Provided material:
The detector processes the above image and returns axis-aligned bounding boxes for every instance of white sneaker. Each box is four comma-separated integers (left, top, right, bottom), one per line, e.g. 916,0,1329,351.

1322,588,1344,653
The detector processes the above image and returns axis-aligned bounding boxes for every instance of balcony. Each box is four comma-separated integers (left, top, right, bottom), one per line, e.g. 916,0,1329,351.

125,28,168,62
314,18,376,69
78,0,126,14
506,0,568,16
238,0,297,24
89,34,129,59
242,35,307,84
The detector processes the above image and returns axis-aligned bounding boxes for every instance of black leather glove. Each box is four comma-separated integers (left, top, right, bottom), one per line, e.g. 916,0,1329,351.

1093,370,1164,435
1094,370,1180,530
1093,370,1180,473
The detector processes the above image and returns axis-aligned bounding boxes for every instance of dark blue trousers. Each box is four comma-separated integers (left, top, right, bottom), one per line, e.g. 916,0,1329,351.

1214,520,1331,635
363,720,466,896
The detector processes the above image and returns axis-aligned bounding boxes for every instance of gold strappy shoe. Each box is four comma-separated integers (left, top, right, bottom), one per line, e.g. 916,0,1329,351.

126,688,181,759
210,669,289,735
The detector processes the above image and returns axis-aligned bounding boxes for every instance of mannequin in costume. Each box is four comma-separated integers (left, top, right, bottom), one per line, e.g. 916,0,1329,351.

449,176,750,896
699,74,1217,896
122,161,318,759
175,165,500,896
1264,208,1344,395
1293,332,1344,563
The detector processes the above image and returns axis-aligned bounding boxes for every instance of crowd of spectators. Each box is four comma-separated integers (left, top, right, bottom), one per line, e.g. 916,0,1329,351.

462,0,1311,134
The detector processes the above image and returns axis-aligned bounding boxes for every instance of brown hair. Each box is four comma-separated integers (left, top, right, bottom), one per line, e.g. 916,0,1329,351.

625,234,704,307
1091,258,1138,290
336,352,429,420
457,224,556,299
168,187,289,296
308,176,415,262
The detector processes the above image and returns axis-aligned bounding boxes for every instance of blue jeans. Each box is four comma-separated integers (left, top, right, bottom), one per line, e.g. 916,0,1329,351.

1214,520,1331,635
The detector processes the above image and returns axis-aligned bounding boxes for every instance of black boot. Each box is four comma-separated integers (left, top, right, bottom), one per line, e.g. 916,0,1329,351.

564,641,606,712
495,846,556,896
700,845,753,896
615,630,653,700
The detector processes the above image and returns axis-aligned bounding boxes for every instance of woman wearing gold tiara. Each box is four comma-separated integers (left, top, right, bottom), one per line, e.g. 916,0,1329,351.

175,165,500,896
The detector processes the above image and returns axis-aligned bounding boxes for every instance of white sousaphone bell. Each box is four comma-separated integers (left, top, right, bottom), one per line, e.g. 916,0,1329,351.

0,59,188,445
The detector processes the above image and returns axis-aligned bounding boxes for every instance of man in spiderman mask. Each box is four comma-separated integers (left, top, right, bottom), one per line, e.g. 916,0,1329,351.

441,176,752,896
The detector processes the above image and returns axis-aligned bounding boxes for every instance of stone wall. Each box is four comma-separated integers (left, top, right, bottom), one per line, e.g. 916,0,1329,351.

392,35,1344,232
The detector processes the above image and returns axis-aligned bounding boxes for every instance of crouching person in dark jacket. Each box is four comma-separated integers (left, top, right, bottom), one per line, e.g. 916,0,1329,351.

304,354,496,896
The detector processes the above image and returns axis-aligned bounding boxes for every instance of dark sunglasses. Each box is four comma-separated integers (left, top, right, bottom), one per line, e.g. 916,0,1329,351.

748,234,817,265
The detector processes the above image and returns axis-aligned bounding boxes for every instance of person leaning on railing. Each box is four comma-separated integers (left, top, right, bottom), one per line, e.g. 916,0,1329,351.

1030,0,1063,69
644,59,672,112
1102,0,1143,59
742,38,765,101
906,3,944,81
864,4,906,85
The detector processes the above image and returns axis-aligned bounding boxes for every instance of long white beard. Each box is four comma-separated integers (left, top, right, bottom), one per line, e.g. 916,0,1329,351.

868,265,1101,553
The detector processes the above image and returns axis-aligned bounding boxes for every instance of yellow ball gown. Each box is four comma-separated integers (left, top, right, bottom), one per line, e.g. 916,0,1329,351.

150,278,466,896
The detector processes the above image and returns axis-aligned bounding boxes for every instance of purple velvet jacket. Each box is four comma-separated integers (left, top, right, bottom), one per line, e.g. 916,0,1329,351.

Aim: Reproduce verbatim the stretch of the records from the line containing "instance of yellow" through the last line of the records, both ends included.

Full answer:
The detector processes the above image and returns axis-aligned bounding boxes for every instance of yellow ball gown. Each box is four comma-separated integers (left, top, right, bottom), one per line, e.g. 916,0,1329,351.

150,278,466,896
The detector processes the above image and returns axis-aligned bounding boxes for every instance of purple velvet jacket. Each box is four comma-separated integers (left, top, right, bottom), one per line, e.g. 916,0,1329,351.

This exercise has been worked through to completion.